◆ GIVEN TEXT ◆
►

For those of you who run and are able to enjoy the process of running, the clarity of mind you receive, or the meditative thump of your feet as they turn over in perfect rhythm – I envy you. I am nothing like you, as I need to fight my own self minute by minute (even second by second) at times just to keep going. I have found it to become my own ultimate fighting challenge: The Battle of Me vs. Me.

One would imagine that I win either way if I am only battling myself. Clearly there can be only one winner, right? However, I do not always feel like I come out on top. My head screams at me throughout the run telling me a plethora of negative statements: “You will NEVER make it”, “You’re feet are burning”, “Your hip is aching”, “Your sports bra is chafing your underarm”, “You suck”, “This hurts”, “Stop already”, etc. My abdominals like to add into the chant and begin to threaten me with risky temporary feelings that are best described as a form of “loosening of the bowels”. The person who finishes the race with diarrhea running down their legs? That happens…trust me. I decide I need to pee immediately, but cannot stop anywhere. It goes on and on. Mindless chatter to accompany me as I go…my own twisted form of voices in my head.

Running has become my lesson in self battle. A challenge I fight with 3-4 times per week at the crack of dawn. I do this because I am never prouder of my body or mind when I complete a run. Never. The battle that I overcome in my head throughout my mileage, as I continue to go step by step, leads me to an unmatched sense of accomplishment. It is more than worth the pain, sweat, and fear of failure, because in spite of all the chatter, I can beat it.

◄

[Image point grounding data]

►

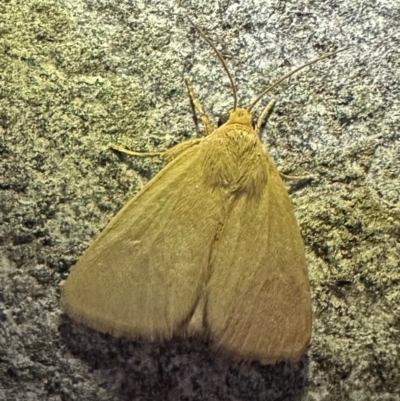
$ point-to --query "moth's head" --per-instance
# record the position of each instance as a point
(240, 116)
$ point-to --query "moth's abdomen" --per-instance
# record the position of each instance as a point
(236, 160)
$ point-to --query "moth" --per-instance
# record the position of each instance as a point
(210, 246)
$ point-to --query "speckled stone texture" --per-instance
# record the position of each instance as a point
(77, 75)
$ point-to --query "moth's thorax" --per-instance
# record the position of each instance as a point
(235, 159)
(239, 116)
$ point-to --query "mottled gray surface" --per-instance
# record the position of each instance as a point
(76, 75)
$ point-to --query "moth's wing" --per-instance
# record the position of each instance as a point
(143, 275)
(259, 303)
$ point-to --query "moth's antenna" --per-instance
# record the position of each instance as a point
(290, 74)
(221, 59)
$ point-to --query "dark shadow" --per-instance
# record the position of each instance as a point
(180, 369)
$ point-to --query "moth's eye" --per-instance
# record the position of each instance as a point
(223, 119)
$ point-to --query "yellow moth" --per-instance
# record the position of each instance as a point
(210, 246)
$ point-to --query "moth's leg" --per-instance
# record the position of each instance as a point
(264, 116)
(172, 153)
(296, 177)
(196, 102)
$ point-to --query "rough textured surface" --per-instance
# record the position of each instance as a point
(75, 76)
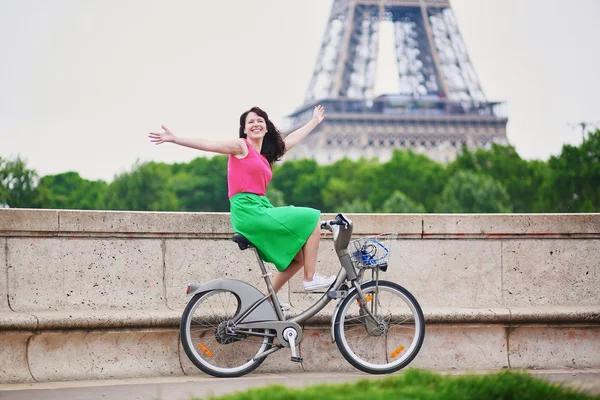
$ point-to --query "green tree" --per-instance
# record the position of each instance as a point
(521, 178)
(573, 183)
(201, 185)
(287, 176)
(148, 187)
(69, 191)
(346, 181)
(419, 177)
(398, 202)
(468, 192)
(359, 206)
(17, 183)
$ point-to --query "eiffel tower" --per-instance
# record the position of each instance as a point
(438, 108)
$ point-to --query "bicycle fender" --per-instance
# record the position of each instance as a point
(246, 293)
(335, 312)
(337, 309)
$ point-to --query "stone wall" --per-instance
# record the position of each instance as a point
(93, 295)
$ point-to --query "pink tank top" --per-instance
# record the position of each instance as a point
(250, 174)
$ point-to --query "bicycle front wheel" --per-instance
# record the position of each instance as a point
(210, 343)
(390, 341)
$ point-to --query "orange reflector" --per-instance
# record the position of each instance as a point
(367, 299)
(205, 350)
(397, 351)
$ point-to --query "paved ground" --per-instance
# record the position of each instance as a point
(180, 388)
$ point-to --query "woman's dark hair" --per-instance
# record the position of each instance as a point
(273, 145)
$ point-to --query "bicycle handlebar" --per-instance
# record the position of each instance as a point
(338, 220)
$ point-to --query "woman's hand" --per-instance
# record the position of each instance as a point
(319, 114)
(162, 137)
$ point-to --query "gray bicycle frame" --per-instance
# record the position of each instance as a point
(256, 313)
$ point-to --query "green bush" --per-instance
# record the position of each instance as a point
(418, 384)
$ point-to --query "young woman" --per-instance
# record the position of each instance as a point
(285, 236)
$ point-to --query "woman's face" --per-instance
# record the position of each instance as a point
(256, 126)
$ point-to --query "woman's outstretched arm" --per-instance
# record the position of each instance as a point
(295, 137)
(234, 146)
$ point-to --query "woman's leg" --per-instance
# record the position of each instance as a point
(282, 277)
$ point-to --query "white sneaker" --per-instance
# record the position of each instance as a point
(318, 282)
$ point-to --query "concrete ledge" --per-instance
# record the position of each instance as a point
(131, 319)
(83, 355)
(506, 225)
(19, 222)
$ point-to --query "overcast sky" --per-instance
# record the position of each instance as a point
(82, 82)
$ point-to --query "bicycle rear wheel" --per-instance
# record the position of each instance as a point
(390, 342)
(208, 342)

◄

◆ ACTIVITY LIST ◆
- a) According to the running passage, how many times per week does the writer take on this challenge?
- b) List every negative statement the running passage quotes from the writer's head during a run.

◆ EXERCISE RESPONSES ◆
- a) 3-4 times per week, at the crack of dawn.

- b)
- "You will NEVER make it"
- "You're feet are burning"
- "Your hip is aching"
- "Your sports bra is chafing your underarm"
- "You suck"
- "This hurts"
- "Stop already"